Count the lines in the items below that contain the word "vest", and reply with only that number.

:: DATA FOR THE TASK ::

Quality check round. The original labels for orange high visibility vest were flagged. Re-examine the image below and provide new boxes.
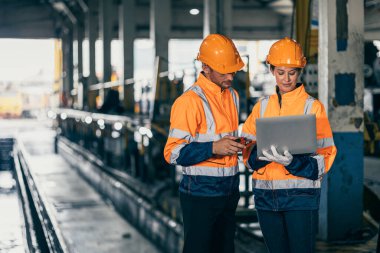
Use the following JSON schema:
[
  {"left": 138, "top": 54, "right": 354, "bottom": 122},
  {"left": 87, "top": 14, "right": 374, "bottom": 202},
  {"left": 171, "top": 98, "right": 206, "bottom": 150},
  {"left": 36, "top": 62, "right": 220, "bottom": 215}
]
[
  {"left": 242, "top": 85, "right": 337, "bottom": 190},
  {"left": 164, "top": 74, "right": 239, "bottom": 177}
]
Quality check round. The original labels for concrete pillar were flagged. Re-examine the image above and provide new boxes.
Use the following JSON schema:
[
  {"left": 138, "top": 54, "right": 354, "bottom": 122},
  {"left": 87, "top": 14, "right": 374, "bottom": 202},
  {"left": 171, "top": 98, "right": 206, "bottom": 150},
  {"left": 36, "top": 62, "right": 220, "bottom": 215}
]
[
  {"left": 62, "top": 25, "right": 74, "bottom": 107},
  {"left": 75, "top": 22, "right": 87, "bottom": 110},
  {"left": 119, "top": 0, "right": 136, "bottom": 112},
  {"left": 99, "top": 0, "right": 115, "bottom": 82},
  {"left": 85, "top": 0, "right": 98, "bottom": 110},
  {"left": 318, "top": 0, "right": 364, "bottom": 241},
  {"left": 150, "top": 0, "right": 171, "bottom": 71},
  {"left": 203, "top": 0, "right": 232, "bottom": 37}
]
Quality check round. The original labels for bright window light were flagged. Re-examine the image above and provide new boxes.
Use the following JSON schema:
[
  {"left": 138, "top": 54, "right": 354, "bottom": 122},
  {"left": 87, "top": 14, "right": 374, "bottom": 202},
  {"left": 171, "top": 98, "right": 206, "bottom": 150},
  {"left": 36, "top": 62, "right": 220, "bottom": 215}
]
[{"left": 189, "top": 9, "right": 199, "bottom": 15}]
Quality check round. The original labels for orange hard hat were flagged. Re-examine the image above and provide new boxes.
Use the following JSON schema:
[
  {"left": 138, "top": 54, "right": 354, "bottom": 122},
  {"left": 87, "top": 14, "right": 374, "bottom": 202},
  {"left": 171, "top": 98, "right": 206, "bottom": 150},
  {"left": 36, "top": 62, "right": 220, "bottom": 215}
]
[
  {"left": 267, "top": 37, "right": 306, "bottom": 68},
  {"left": 197, "top": 34, "right": 244, "bottom": 74}
]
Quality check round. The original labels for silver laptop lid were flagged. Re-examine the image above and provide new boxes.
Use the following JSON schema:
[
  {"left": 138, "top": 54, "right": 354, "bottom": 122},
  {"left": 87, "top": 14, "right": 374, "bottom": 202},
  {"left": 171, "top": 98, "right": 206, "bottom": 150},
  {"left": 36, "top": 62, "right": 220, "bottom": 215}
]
[{"left": 256, "top": 114, "right": 317, "bottom": 157}]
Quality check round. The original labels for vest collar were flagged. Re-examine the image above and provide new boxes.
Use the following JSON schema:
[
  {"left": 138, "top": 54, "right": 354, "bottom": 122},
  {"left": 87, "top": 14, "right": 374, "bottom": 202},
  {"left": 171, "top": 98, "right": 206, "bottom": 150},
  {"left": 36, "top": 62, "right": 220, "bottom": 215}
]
[{"left": 197, "top": 72, "right": 223, "bottom": 94}]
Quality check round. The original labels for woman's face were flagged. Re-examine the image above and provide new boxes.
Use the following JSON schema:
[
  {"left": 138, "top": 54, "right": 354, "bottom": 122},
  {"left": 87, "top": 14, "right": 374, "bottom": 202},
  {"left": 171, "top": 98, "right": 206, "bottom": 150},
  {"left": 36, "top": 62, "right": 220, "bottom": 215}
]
[{"left": 271, "top": 67, "right": 300, "bottom": 94}]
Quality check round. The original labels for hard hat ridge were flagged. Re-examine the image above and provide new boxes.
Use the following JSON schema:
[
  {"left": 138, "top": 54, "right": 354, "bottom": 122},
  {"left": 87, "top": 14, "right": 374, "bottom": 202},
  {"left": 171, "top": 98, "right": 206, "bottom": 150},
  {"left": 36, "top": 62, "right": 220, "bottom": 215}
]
[{"left": 197, "top": 34, "right": 244, "bottom": 74}]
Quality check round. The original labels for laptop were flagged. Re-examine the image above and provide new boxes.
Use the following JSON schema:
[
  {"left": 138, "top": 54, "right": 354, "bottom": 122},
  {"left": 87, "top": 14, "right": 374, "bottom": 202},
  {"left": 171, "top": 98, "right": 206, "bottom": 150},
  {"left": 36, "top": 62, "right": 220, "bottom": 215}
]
[{"left": 256, "top": 114, "right": 317, "bottom": 157}]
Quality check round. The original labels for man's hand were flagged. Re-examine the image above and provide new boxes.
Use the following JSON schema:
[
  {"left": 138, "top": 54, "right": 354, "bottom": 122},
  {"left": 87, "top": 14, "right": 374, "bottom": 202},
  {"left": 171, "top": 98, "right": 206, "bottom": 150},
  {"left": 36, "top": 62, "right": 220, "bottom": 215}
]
[
  {"left": 259, "top": 146, "right": 293, "bottom": 166},
  {"left": 212, "top": 136, "right": 245, "bottom": 156}
]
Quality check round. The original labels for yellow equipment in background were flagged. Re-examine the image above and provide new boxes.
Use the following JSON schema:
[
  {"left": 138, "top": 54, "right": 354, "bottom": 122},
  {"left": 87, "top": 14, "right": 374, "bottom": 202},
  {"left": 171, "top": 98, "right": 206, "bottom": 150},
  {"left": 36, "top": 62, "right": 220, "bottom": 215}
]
[{"left": 0, "top": 92, "right": 22, "bottom": 118}]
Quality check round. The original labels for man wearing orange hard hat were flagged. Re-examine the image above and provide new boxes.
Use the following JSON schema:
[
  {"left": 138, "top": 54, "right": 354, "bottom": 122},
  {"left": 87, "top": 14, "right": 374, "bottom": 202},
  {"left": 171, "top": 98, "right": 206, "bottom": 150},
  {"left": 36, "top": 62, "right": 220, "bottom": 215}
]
[
  {"left": 164, "top": 34, "right": 245, "bottom": 253},
  {"left": 242, "top": 38, "right": 337, "bottom": 253}
]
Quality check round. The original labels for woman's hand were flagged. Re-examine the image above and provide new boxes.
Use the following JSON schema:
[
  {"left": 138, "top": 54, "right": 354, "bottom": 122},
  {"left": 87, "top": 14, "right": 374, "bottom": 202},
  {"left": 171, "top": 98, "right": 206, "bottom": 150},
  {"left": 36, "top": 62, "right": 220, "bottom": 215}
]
[{"left": 259, "top": 146, "right": 293, "bottom": 166}]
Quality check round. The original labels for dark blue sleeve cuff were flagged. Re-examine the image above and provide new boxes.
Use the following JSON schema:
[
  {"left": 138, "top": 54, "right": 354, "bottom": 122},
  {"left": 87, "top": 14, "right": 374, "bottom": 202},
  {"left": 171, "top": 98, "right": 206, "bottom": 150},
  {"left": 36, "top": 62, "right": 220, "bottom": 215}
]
[
  {"left": 177, "top": 141, "right": 212, "bottom": 166},
  {"left": 248, "top": 145, "right": 271, "bottom": 171},
  {"left": 285, "top": 155, "right": 318, "bottom": 180}
]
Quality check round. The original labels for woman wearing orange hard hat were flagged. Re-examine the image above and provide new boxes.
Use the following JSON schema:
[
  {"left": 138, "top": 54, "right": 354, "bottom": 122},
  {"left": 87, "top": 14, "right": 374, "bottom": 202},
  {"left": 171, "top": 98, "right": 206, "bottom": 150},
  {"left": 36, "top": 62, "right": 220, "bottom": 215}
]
[
  {"left": 164, "top": 34, "right": 245, "bottom": 253},
  {"left": 242, "top": 38, "right": 337, "bottom": 253}
]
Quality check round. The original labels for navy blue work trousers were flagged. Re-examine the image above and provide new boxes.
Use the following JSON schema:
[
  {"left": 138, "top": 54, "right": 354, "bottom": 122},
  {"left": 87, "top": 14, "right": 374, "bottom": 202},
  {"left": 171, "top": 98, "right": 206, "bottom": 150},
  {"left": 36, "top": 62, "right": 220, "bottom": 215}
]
[
  {"left": 257, "top": 210, "right": 318, "bottom": 253},
  {"left": 180, "top": 192, "right": 240, "bottom": 253}
]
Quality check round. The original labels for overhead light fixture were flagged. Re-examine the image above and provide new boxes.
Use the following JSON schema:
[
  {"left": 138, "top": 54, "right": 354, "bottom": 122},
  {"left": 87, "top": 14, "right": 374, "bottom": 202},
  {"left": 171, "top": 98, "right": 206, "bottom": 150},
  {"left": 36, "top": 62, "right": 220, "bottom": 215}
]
[{"left": 189, "top": 9, "right": 199, "bottom": 15}]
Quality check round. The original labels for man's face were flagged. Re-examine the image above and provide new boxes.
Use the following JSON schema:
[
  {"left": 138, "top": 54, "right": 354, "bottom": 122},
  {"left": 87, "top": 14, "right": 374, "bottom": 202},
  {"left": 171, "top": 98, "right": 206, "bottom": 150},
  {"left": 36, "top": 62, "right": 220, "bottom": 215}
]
[{"left": 203, "top": 65, "right": 236, "bottom": 90}]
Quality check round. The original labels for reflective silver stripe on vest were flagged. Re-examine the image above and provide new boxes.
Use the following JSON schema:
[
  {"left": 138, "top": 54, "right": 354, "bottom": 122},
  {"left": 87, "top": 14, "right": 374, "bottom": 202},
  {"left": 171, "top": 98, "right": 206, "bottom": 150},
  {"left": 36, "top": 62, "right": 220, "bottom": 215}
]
[
  {"left": 228, "top": 87, "right": 240, "bottom": 115},
  {"left": 169, "top": 128, "right": 194, "bottom": 142},
  {"left": 170, "top": 142, "right": 187, "bottom": 164},
  {"left": 195, "top": 130, "right": 238, "bottom": 142},
  {"left": 317, "top": 138, "right": 335, "bottom": 148},
  {"left": 169, "top": 128, "right": 238, "bottom": 143},
  {"left": 303, "top": 96, "right": 315, "bottom": 115},
  {"left": 177, "top": 85, "right": 239, "bottom": 177},
  {"left": 241, "top": 132, "right": 256, "bottom": 141},
  {"left": 182, "top": 165, "right": 239, "bottom": 177},
  {"left": 252, "top": 179, "right": 321, "bottom": 190},
  {"left": 260, "top": 96, "right": 269, "bottom": 118},
  {"left": 312, "top": 155, "right": 325, "bottom": 178}
]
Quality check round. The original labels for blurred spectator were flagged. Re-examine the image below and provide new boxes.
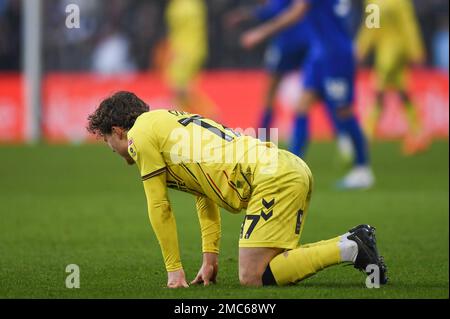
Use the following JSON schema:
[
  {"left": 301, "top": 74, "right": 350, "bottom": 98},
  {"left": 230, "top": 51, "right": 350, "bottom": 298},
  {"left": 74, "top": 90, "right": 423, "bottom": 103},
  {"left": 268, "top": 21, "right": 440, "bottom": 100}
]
[
  {"left": 0, "top": 0, "right": 22, "bottom": 70},
  {"left": 0, "top": 0, "right": 449, "bottom": 71}
]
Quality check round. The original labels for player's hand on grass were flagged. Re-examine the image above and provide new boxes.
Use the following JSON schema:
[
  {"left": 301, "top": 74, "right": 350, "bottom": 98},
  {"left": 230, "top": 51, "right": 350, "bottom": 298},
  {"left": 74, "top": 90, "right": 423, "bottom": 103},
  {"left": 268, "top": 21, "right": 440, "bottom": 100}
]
[
  {"left": 167, "top": 269, "right": 189, "bottom": 288},
  {"left": 191, "top": 253, "right": 219, "bottom": 286}
]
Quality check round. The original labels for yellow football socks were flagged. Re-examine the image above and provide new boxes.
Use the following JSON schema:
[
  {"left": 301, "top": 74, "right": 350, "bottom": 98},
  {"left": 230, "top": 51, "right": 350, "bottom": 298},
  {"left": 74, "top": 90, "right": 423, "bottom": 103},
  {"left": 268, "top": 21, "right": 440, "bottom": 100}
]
[{"left": 269, "top": 237, "right": 341, "bottom": 286}]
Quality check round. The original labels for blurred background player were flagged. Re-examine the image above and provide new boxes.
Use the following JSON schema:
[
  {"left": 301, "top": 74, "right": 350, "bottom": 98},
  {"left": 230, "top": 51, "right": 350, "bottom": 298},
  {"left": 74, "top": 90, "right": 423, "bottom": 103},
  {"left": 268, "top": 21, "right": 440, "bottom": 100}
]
[
  {"left": 165, "top": 0, "right": 215, "bottom": 118},
  {"left": 242, "top": 0, "right": 375, "bottom": 189},
  {"left": 226, "top": 0, "right": 310, "bottom": 140},
  {"left": 227, "top": 0, "right": 353, "bottom": 162},
  {"left": 357, "top": 0, "right": 429, "bottom": 155}
]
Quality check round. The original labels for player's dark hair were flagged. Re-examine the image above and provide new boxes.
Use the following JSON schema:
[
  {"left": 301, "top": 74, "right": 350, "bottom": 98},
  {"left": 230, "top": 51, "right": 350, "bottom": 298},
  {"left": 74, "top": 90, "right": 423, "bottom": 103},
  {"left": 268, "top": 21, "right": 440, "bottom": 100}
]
[{"left": 86, "top": 91, "right": 149, "bottom": 136}]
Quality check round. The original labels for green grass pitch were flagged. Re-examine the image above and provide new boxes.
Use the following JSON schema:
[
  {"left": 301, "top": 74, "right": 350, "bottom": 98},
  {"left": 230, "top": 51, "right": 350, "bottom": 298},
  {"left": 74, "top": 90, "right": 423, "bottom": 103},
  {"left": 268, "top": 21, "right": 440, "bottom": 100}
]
[{"left": 0, "top": 141, "right": 449, "bottom": 298}]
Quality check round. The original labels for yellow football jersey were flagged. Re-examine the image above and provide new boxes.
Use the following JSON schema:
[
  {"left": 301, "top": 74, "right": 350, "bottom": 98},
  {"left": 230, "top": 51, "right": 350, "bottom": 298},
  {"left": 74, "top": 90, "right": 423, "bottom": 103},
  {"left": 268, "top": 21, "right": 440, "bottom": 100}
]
[
  {"left": 128, "top": 110, "right": 278, "bottom": 212},
  {"left": 166, "top": 0, "right": 207, "bottom": 57}
]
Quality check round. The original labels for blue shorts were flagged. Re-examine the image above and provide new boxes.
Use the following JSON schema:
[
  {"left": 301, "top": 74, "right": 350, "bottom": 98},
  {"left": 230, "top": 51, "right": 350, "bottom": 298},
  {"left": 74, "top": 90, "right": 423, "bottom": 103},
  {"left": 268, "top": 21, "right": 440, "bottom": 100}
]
[
  {"left": 303, "top": 54, "right": 355, "bottom": 111},
  {"left": 264, "top": 42, "right": 308, "bottom": 74}
]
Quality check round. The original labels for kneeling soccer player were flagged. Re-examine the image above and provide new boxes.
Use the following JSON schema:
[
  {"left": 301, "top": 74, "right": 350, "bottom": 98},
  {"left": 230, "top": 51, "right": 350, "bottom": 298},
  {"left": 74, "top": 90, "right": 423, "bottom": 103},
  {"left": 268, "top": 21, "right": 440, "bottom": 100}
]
[{"left": 88, "top": 92, "right": 387, "bottom": 288}]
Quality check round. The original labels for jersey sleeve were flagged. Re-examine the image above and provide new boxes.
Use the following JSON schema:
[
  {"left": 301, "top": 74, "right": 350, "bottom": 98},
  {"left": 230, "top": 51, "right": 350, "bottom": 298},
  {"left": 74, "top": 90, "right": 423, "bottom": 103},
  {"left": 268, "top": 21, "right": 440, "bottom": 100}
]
[
  {"left": 128, "top": 130, "right": 166, "bottom": 181},
  {"left": 196, "top": 196, "right": 221, "bottom": 254}
]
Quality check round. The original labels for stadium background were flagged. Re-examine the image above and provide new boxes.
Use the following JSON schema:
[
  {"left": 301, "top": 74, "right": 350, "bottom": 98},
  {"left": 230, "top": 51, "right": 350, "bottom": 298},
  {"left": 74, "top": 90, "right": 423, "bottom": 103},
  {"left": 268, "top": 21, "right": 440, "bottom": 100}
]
[{"left": 0, "top": 0, "right": 449, "bottom": 298}]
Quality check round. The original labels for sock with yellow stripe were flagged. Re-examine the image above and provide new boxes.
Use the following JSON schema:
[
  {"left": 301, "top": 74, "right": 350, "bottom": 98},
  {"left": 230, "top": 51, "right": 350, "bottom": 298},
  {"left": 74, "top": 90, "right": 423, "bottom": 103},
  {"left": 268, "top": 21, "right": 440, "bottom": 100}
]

:::

> [SOLUTION TO THIS PROBLEM]:
3